- **DATASET CONTENT**:
◇ ◇ ◇ ◇ ◇
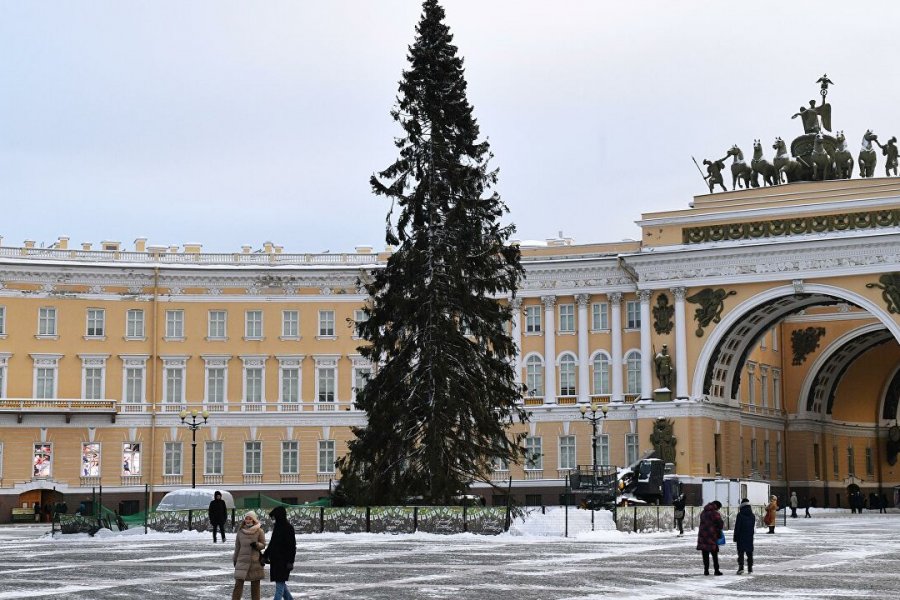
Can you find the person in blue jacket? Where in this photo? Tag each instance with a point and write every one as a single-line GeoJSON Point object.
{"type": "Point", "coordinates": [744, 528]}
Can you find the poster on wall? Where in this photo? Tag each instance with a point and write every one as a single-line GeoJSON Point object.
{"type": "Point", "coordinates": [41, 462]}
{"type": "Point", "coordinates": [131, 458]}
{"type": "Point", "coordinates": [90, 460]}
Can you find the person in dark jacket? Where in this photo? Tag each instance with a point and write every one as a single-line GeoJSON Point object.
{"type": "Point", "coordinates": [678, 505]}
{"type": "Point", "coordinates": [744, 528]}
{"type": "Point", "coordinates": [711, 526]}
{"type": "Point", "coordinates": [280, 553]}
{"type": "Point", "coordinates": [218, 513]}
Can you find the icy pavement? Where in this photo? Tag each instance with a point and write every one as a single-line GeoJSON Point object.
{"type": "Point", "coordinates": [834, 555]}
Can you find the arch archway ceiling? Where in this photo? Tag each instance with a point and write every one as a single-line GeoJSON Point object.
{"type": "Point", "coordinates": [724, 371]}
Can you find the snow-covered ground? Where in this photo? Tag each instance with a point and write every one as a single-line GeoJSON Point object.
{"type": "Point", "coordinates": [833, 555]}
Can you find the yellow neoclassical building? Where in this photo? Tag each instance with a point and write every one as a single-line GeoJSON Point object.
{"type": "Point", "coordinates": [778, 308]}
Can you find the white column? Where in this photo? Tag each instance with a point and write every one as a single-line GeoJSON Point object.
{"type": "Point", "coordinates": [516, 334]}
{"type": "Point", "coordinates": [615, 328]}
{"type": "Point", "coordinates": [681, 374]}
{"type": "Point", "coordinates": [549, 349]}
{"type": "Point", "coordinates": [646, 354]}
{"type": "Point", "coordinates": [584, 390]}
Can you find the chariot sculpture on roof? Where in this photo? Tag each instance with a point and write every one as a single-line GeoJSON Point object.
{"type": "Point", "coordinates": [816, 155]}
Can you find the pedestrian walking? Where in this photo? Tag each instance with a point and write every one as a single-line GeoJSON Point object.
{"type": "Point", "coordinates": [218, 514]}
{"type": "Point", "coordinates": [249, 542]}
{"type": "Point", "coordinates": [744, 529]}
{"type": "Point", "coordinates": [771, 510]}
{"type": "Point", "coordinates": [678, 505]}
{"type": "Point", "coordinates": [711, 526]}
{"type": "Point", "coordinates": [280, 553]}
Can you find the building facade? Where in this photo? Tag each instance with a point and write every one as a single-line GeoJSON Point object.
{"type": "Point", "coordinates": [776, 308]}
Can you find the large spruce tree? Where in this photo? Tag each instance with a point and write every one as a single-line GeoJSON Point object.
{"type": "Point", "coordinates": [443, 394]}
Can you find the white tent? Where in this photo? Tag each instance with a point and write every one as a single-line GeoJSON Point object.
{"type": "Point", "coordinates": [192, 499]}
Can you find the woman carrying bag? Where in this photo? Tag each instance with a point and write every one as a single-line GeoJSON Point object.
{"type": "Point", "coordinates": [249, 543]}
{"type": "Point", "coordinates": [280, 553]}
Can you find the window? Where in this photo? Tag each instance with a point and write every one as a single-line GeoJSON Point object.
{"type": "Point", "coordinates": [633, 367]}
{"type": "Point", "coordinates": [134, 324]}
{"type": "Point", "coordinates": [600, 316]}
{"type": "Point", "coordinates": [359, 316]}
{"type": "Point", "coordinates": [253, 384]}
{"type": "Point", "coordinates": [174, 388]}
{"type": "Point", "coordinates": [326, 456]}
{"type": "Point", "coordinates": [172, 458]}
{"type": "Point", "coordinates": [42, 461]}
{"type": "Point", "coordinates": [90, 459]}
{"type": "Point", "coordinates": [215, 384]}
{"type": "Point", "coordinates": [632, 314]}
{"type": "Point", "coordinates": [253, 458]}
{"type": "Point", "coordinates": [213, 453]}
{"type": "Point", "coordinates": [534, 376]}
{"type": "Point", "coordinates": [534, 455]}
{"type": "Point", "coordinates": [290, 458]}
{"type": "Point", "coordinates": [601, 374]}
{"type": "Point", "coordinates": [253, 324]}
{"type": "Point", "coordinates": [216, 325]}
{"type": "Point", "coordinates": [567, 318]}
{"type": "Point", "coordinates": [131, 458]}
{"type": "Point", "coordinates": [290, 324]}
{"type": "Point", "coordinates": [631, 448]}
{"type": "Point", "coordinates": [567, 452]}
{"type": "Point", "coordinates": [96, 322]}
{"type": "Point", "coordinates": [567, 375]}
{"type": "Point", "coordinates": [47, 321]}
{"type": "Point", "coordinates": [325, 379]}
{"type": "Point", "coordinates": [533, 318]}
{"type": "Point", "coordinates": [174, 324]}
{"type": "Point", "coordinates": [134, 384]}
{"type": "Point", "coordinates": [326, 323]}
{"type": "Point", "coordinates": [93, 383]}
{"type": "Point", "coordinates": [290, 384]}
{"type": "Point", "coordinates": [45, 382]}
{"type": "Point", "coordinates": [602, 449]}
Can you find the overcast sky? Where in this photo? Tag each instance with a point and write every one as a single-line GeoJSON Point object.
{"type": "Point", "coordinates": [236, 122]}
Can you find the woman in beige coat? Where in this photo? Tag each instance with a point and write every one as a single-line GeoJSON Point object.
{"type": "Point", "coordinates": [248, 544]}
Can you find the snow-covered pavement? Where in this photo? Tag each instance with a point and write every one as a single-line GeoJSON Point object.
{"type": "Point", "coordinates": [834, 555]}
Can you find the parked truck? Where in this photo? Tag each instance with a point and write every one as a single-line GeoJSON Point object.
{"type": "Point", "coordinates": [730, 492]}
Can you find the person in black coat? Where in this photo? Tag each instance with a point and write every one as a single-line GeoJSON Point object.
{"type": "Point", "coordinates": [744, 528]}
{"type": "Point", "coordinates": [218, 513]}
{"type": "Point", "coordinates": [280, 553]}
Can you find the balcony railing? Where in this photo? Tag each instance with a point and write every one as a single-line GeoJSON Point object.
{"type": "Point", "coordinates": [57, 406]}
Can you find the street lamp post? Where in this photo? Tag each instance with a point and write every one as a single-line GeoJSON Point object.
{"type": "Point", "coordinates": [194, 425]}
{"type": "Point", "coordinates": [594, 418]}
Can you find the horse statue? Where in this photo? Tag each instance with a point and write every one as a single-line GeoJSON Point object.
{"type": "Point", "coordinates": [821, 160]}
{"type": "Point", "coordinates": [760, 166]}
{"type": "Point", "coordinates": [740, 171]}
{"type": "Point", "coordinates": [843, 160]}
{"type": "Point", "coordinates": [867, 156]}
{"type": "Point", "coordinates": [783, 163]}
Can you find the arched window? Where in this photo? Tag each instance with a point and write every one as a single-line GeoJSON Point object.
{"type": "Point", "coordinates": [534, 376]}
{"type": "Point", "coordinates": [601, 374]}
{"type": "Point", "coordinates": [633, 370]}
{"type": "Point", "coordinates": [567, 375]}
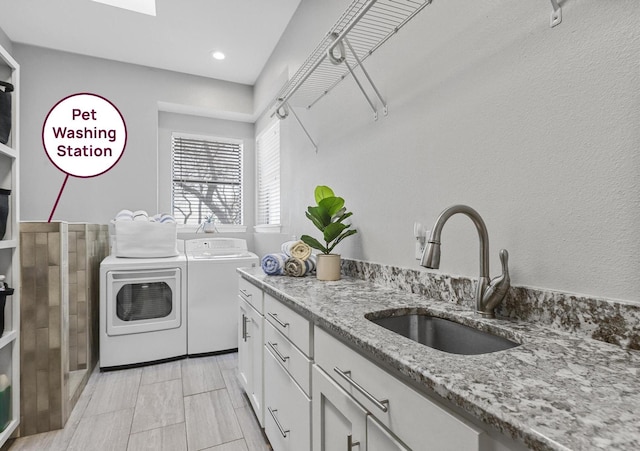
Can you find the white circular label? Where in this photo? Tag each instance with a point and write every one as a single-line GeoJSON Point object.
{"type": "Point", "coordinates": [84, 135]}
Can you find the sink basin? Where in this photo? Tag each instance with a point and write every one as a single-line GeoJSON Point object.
◇ ◇ ◇ ◇ ◇
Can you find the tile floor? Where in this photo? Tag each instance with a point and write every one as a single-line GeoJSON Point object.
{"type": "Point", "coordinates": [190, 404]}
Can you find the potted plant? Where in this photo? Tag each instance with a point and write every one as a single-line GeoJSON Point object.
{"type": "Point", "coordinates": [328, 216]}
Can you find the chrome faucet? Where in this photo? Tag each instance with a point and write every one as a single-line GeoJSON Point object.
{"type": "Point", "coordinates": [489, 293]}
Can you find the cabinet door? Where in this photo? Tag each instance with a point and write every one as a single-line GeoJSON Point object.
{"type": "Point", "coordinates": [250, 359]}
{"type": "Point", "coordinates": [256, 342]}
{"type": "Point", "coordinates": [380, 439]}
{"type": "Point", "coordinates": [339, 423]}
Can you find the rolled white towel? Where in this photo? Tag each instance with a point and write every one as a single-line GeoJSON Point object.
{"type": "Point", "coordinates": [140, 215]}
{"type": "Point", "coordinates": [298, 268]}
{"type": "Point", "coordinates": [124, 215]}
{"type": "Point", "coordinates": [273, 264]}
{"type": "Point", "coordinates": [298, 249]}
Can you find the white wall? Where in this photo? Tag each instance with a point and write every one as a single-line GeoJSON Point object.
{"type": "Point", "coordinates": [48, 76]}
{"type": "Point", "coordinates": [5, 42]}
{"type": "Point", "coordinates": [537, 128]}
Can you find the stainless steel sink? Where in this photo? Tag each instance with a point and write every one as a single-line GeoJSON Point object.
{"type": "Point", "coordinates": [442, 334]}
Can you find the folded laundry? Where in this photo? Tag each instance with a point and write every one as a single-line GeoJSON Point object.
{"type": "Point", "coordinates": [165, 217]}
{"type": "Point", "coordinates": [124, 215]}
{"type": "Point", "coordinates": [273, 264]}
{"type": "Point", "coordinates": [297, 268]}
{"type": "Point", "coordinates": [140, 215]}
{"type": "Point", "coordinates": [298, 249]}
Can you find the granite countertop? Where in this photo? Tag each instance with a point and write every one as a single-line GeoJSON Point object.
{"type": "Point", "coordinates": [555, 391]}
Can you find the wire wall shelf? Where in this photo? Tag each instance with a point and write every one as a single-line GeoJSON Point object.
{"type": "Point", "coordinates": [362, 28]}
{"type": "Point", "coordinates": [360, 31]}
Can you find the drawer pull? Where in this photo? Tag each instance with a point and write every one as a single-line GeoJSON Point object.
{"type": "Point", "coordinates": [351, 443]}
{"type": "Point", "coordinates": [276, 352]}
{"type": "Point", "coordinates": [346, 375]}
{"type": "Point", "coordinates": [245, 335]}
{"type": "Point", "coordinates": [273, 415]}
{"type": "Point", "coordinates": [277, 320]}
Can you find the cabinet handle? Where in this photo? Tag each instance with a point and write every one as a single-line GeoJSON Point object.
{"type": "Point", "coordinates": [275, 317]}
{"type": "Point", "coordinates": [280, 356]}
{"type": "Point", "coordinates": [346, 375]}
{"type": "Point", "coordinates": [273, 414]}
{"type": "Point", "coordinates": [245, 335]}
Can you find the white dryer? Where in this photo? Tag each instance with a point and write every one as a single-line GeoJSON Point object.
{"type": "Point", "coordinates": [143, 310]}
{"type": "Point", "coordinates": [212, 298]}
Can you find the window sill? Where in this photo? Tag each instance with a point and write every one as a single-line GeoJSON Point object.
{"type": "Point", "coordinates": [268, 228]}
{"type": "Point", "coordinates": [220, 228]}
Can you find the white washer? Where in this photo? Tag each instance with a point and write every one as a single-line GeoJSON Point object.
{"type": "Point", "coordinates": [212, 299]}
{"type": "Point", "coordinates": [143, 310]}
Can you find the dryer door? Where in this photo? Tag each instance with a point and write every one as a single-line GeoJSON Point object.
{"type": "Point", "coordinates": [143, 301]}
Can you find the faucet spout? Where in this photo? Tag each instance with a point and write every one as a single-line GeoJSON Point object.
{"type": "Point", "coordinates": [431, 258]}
◇ ◇ ◇ ◇ ◇
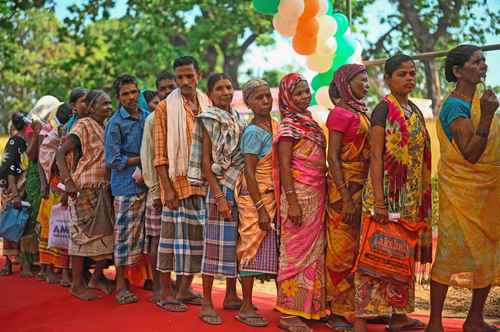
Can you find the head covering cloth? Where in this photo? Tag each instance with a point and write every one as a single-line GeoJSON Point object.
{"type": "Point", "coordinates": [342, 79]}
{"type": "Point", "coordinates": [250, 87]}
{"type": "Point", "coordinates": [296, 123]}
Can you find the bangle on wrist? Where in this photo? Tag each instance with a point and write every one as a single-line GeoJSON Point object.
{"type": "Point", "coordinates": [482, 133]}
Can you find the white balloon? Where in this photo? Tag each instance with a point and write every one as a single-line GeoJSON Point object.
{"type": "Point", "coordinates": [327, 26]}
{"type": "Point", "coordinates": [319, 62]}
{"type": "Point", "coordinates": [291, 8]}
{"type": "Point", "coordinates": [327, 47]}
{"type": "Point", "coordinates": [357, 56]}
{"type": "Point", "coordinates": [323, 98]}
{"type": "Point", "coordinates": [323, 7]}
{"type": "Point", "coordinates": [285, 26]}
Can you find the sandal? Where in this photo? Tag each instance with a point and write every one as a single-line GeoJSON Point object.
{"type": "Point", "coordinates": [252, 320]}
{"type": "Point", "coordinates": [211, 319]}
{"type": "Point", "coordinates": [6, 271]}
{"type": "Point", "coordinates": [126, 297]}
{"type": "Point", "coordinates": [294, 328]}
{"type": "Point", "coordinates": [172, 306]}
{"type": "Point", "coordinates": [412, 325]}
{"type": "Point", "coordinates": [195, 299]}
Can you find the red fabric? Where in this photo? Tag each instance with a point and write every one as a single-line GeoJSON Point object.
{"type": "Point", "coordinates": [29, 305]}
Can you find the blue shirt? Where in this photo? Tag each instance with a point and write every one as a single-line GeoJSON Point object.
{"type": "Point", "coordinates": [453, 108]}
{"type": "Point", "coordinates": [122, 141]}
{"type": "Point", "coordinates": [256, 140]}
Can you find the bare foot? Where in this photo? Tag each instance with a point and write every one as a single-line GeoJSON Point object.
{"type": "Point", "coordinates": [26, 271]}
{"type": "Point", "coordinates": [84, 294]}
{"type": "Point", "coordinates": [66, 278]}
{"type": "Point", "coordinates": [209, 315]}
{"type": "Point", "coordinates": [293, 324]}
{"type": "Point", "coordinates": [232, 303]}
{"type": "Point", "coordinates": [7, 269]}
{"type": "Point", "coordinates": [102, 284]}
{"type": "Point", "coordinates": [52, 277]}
◇ ◇ ◇ ◇ ◇
- **REQUIRED TASK**: How many lines in the records contain the string "snow"? Reply with the number alone.

- **ANSWER FOR THIS EXERCISE**: 2